Instructions for the task:
Copy out everything from the line containing "Every instance of the long" down to the end of the items below, reproducing each line without change.

• • • • •

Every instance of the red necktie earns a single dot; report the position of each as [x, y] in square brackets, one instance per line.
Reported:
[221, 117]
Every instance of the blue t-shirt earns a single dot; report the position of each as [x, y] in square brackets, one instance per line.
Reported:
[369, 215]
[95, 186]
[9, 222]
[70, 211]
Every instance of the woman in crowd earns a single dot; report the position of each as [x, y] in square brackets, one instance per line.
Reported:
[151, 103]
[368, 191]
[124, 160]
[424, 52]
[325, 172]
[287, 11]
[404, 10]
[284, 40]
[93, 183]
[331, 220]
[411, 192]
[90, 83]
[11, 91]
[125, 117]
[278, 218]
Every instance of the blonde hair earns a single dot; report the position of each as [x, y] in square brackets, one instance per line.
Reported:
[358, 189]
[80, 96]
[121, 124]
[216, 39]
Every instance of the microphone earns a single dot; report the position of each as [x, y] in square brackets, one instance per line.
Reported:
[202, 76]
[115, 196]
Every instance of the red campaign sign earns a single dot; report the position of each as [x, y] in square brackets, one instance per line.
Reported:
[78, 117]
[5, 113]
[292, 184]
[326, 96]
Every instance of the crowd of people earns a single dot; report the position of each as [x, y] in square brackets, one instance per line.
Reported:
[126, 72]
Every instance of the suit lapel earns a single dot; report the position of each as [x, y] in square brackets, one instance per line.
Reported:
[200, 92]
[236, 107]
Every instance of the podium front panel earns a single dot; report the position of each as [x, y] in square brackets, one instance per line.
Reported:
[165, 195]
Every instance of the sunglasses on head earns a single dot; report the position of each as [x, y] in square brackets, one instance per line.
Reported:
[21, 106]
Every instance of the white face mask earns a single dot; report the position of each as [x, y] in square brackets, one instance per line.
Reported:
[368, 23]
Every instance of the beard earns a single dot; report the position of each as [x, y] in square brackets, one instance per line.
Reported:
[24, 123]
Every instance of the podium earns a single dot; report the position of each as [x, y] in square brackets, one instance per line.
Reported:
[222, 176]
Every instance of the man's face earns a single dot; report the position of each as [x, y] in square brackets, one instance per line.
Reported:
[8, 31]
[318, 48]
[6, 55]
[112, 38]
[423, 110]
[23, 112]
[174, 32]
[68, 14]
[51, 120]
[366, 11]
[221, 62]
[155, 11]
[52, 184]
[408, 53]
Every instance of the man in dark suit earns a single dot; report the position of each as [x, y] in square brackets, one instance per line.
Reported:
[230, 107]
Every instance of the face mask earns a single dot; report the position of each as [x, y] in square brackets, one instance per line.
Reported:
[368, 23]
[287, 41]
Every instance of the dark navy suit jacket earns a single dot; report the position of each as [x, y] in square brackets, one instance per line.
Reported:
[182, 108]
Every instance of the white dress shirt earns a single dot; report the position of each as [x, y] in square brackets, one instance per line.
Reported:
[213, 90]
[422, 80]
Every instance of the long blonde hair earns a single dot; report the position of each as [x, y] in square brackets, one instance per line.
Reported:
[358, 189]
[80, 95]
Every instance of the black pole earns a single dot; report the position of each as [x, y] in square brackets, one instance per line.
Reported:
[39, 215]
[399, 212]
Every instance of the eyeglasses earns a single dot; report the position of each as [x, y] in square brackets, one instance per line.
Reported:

• • • • •

Complete response:
Every instance of the long blonde hair earns a single dot; report the position of each as [x, y] in square brackets, one instance per line.
Reported:
[358, 189]
[80, 95]
Every instance of the black pole earns a single dot; report the position of each as [x, y] in square brackets, one instance per line.
Reported:
[39, 215]
[399, 212]
Every instance of the eyeglasses earns a single dot; report the position of each as [x, y] in square brackets, one instance per line.
Reported:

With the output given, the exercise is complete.